> **WHAT THE TASK ASKS**
Could you scale all of these lines by writing them out again in full, requests included, with every point coordinate in the answers multiplied by 1.85 and rounded to a whole number, halves rounded up? Keep the numbers in the requests as they are, and leave the pictures out of your reply.

> **RECORDS PROVIDED**

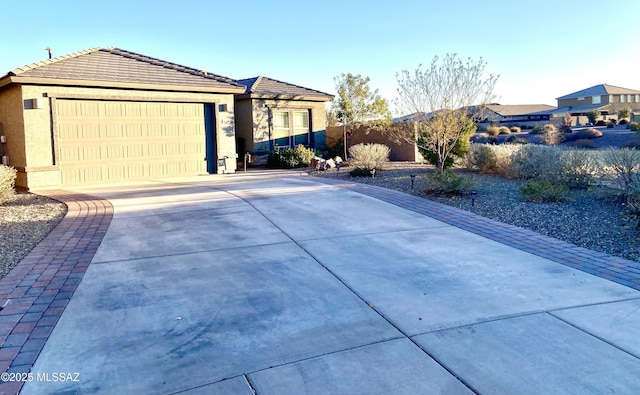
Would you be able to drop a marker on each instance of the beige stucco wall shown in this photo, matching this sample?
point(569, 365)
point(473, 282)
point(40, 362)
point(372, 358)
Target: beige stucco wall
point(37, 157)
point(13, 127)
point(244, 123)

> **TASK OUTPUT**
Would you be able to drop a marker on each instance of the beige stucco wall shown in this photo, matching this sample?
point(569, 365)
point(473, 282)
point(40, 362)
point(372, 358)
Target: beige stucco wall
point(68, 290)
point(24, 235)
point(451, 228)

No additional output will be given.